* GIVEN TASK
Reproduce only the lines that run from the line with "pin: lace-up cord" to the last line of the material, both ends included, exactly as they appear.

* DATA FOR THIS TASK
.....

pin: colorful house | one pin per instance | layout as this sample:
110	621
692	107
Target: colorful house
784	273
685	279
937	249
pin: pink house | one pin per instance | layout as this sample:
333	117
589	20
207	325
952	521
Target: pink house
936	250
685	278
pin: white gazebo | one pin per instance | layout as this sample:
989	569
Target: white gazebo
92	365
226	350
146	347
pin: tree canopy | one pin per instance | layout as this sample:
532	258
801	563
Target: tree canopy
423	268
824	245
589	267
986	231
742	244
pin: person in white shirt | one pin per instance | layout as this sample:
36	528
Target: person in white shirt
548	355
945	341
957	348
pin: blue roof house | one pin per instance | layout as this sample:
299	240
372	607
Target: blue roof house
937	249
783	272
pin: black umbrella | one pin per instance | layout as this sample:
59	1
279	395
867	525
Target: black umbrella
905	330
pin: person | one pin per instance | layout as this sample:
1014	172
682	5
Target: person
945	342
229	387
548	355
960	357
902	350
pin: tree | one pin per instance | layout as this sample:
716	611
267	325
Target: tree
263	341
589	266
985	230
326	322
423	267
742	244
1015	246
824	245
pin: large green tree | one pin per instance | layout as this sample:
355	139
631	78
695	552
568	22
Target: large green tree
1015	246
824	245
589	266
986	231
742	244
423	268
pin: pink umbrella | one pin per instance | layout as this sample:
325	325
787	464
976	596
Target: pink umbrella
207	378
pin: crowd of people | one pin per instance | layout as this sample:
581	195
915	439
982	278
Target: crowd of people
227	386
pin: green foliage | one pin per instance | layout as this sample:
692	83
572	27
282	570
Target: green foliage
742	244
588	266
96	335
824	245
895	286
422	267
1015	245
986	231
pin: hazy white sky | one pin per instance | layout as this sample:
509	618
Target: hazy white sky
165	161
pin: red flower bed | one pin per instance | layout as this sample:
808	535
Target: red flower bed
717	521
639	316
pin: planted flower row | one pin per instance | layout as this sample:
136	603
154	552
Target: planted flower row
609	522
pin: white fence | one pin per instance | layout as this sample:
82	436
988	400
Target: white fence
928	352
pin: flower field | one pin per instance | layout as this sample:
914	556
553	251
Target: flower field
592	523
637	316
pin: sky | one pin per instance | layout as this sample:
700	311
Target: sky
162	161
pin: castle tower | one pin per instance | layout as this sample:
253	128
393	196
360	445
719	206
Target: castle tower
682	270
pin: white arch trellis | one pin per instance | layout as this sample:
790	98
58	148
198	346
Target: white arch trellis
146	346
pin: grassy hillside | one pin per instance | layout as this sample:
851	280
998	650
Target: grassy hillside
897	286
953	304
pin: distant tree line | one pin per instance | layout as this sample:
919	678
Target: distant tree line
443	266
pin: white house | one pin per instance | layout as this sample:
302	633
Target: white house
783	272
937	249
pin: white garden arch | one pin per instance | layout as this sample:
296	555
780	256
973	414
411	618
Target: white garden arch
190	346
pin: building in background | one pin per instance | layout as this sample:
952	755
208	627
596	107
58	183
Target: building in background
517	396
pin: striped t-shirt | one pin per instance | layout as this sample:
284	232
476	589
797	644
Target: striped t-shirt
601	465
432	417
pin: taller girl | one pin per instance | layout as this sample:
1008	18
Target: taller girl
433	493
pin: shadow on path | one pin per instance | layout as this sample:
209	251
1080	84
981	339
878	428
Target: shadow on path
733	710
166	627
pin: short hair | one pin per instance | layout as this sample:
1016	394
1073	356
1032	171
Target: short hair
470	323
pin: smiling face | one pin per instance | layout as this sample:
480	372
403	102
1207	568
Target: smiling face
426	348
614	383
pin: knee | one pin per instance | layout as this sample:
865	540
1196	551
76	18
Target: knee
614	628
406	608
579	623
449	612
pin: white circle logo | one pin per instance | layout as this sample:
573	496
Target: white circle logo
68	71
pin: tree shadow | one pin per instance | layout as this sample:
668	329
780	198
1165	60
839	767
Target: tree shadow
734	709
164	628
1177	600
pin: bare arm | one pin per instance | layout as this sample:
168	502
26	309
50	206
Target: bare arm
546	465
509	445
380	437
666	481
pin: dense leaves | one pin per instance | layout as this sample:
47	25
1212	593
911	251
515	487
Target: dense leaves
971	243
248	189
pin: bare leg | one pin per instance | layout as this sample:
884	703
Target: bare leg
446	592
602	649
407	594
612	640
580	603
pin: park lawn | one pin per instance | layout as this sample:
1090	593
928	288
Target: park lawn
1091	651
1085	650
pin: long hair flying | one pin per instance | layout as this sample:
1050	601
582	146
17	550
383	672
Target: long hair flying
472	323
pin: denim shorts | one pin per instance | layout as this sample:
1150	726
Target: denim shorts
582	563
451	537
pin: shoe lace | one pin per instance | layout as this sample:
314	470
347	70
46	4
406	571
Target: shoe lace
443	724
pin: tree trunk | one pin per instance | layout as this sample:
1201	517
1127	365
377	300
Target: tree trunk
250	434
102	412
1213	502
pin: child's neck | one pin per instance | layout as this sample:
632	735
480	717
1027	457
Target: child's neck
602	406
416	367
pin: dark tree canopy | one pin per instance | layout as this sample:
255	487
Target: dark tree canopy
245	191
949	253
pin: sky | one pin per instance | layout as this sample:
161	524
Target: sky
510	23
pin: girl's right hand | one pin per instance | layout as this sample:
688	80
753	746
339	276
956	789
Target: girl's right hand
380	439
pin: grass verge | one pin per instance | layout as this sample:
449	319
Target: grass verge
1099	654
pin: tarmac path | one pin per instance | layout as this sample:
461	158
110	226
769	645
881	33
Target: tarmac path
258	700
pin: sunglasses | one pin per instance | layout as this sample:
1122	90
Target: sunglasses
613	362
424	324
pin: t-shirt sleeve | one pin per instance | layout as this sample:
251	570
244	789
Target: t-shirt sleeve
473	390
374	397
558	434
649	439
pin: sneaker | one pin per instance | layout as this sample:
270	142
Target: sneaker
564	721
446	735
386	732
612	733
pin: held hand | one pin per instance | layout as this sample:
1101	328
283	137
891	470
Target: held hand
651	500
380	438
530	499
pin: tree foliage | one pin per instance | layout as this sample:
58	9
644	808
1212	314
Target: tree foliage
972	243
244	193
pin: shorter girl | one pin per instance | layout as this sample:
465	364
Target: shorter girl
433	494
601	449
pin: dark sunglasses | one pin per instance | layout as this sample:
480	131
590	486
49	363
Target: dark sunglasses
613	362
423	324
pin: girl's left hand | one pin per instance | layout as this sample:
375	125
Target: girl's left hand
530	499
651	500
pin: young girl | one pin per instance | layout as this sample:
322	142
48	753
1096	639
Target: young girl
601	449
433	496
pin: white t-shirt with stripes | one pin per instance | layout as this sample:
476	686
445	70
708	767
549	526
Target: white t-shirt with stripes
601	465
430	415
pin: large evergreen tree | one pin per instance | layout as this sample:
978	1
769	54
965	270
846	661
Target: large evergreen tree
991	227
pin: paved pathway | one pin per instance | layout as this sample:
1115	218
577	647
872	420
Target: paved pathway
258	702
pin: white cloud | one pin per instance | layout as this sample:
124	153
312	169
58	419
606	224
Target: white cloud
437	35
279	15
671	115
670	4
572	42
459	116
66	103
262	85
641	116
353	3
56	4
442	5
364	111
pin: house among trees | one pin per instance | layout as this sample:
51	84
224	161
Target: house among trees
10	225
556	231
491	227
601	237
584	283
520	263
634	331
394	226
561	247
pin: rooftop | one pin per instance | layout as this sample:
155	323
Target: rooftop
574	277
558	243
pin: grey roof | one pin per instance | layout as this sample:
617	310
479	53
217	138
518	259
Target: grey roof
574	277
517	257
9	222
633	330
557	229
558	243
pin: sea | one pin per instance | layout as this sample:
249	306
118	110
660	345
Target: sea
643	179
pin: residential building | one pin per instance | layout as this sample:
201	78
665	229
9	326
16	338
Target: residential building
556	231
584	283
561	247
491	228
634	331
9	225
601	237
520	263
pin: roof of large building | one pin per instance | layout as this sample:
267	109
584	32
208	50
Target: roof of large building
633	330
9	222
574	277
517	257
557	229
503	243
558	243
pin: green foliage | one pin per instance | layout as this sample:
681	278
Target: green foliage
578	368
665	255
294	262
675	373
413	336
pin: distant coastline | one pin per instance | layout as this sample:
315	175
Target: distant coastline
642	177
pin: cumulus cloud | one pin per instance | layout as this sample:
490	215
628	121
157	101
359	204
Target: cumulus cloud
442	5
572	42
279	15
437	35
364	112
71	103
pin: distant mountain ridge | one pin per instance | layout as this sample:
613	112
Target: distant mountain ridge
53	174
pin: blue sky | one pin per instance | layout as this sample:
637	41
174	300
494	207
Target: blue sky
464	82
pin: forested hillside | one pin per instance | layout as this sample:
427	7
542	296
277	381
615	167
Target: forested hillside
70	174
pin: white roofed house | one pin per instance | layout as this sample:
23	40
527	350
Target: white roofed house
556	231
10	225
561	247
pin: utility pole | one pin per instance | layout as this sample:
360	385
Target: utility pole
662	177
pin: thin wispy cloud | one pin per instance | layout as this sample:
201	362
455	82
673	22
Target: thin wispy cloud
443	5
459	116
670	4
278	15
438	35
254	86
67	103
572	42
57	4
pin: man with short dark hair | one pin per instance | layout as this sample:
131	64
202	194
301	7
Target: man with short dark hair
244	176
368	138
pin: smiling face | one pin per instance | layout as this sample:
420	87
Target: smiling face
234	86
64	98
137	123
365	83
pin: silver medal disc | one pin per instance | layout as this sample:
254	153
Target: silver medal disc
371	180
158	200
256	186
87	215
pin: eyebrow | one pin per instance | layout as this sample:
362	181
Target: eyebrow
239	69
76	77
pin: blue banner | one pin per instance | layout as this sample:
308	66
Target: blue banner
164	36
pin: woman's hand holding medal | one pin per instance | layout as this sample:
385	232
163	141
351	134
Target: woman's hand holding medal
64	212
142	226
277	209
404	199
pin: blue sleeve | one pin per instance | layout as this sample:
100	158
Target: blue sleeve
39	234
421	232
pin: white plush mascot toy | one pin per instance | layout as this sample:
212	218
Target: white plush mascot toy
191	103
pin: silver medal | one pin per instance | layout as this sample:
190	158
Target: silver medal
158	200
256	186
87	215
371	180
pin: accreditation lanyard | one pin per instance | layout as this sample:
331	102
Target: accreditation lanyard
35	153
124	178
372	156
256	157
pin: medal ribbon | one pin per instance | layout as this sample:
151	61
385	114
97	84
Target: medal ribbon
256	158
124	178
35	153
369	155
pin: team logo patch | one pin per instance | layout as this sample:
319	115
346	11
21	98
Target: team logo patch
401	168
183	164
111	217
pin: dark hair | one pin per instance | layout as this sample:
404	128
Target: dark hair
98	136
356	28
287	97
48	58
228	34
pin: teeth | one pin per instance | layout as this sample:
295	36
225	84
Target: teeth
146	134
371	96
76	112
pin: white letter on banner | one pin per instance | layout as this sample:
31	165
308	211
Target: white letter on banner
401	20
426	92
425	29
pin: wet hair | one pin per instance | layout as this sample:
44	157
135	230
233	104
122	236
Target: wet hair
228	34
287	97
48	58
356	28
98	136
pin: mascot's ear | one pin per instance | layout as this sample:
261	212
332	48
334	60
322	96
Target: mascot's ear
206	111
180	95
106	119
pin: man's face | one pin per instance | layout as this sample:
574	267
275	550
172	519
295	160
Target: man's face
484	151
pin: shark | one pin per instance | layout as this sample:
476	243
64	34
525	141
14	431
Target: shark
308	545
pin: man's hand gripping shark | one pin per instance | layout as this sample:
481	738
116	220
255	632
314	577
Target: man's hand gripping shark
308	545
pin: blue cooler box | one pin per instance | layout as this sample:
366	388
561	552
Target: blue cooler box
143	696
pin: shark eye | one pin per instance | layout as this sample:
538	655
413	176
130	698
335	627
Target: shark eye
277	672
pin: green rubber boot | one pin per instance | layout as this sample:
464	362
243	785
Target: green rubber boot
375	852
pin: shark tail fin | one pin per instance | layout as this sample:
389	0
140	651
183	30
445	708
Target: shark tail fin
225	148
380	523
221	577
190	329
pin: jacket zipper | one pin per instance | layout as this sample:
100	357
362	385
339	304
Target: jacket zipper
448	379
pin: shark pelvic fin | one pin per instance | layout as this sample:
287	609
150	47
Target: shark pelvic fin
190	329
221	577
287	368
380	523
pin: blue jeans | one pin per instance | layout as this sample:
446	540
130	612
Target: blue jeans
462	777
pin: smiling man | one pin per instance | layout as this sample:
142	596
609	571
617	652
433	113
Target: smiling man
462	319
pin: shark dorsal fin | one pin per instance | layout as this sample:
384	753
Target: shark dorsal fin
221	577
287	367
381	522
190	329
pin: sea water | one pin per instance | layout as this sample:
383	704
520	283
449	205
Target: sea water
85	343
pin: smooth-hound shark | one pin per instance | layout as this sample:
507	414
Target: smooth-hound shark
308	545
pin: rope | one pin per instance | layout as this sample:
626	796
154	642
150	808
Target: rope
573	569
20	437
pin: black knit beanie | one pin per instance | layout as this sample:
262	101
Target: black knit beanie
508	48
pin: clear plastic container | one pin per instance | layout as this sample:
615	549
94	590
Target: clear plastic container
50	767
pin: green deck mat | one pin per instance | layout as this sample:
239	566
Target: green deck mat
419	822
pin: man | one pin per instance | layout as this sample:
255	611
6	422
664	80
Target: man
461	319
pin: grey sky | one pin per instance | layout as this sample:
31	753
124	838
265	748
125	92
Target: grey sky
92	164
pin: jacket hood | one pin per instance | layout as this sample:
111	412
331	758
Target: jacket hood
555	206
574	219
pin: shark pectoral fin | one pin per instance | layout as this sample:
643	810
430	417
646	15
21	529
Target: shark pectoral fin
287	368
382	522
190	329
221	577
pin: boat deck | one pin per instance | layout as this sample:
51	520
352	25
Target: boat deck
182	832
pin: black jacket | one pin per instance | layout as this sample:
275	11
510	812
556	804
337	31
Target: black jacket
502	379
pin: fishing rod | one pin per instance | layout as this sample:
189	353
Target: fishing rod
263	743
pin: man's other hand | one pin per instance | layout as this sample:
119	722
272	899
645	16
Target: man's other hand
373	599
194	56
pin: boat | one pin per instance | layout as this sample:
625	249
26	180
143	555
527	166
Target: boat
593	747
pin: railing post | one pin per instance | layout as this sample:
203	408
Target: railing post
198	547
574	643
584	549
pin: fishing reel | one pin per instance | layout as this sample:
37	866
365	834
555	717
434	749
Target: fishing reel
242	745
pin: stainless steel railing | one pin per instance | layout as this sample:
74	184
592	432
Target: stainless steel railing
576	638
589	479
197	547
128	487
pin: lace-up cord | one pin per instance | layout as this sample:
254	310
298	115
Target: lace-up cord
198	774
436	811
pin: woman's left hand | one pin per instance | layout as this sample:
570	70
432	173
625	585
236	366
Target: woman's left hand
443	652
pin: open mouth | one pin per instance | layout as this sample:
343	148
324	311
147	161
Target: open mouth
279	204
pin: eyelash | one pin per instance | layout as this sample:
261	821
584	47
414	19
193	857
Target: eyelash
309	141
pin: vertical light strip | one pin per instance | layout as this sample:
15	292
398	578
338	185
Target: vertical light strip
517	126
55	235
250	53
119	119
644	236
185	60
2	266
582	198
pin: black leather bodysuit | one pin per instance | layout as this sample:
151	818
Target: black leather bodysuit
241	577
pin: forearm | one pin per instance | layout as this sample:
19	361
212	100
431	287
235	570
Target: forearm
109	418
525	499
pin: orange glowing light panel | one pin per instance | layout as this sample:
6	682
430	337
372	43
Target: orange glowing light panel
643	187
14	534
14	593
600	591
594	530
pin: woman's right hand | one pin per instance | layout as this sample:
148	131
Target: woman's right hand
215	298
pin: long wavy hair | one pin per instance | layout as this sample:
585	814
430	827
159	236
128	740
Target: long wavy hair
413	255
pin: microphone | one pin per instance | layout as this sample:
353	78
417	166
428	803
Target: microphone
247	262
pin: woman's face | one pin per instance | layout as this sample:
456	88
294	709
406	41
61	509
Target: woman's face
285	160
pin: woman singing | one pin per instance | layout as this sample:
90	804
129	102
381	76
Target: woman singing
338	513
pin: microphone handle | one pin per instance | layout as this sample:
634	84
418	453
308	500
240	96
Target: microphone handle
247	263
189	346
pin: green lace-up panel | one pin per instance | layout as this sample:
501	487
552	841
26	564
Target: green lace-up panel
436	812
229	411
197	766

.....

* WRITTEN REPLY
pin: lace-up cord | one pin per instance | layout as this sample:
254	310
298	115
Target: lace-up cord
198	774
436	811
pin: woman's left hand | one pin per instance | layout as this sample:
570	70
432	173
625	585
236	366
Target: woman's left hand
443	652
pin: open mouth | one pin per instance | layout as this sample:
343	148
324	311
147	161
Target: open mouth
279	204
pin: eyelash | one pin per instance | layout as this sample:
261	821
584	47
414	19
193	857
Target: eyelash
309	141
pin: vertical light strip | one pin per instance | layout as this sample:
15	292
398	578
338	185
Target: vertical light strip
517	126
55	235
250	53
119	119
644	236
185	60
2	266
582	198
pin: black leather bodysuit | one pin per instance | layout as this sample:
151	818
Target: black leather bodysuit
241	577
pin: forearm | one pin per instance | layout as this sample:
19	361
212	100
431	287
235	570
Target: forearm
109	418
525	499
pin: orange glowing light panel | one pin per instance | layout as this sample:
6	682
430	337
372	43
Target: orange glowing light panel
643	187
14	534
14	593
600	591
594	530
pin: woman's right hand | one pin per instance | layout as this sample:
148	131
Target: woman's right hand
215	298
pin: long wavy hair | one pin per instance | layout as this sample:
585	814
430	827
159	236
128	740
Target: long wavy hair
413	255
pin: microphone | one pin per instance | layout as this sample:
353	78
417	166
428	803
Target: microphone
247	262
pin: woman's face | one pin per instance | layout as this sample:
456	88
294	709
406	41
61	509
Target: woman's face
285	160
pin: woman singing | one pin per instance | layout as this sample:
90	804
129	102
381	76
Target: woman singing
338	513
pin: microphone handle | one pin per instance | layout as this sample:
634	84
418	453
308	500
240	96
Target: microphone handle
247	263
189	346
pin: green lace-up panel | one pin per instance | layout as this sample:
501	487
552	841
26	564
Target: green lace-up panel
436	812
229	411
197	766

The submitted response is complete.